PROBLEM STATEMENT » Filter the records, keeping every line that has the string "white".

EXTRACTED INFORMATION »
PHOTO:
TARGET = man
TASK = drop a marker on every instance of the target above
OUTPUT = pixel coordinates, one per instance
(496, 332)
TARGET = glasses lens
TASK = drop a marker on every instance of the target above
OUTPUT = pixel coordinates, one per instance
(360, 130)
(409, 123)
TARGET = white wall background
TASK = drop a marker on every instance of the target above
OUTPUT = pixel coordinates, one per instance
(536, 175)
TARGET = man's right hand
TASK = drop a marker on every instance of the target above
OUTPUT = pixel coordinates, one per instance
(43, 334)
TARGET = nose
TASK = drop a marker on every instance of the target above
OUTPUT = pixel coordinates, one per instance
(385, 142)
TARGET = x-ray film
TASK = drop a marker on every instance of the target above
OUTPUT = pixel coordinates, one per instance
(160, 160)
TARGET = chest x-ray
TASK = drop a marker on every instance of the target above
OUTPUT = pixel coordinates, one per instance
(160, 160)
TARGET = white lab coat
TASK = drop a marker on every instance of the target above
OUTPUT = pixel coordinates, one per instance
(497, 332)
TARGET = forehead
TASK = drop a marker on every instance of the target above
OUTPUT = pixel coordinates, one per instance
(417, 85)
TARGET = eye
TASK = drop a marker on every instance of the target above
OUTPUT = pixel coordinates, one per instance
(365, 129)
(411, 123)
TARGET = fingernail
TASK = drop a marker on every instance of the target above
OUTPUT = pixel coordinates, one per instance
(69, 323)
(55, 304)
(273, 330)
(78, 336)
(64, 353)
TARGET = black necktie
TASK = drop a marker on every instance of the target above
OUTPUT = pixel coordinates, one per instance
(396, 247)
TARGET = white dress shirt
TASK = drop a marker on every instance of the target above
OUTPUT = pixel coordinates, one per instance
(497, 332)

EXERCISE RESULT »
TARGET = white wall background
TARGET = white lab coat
TARGET = white dress shirt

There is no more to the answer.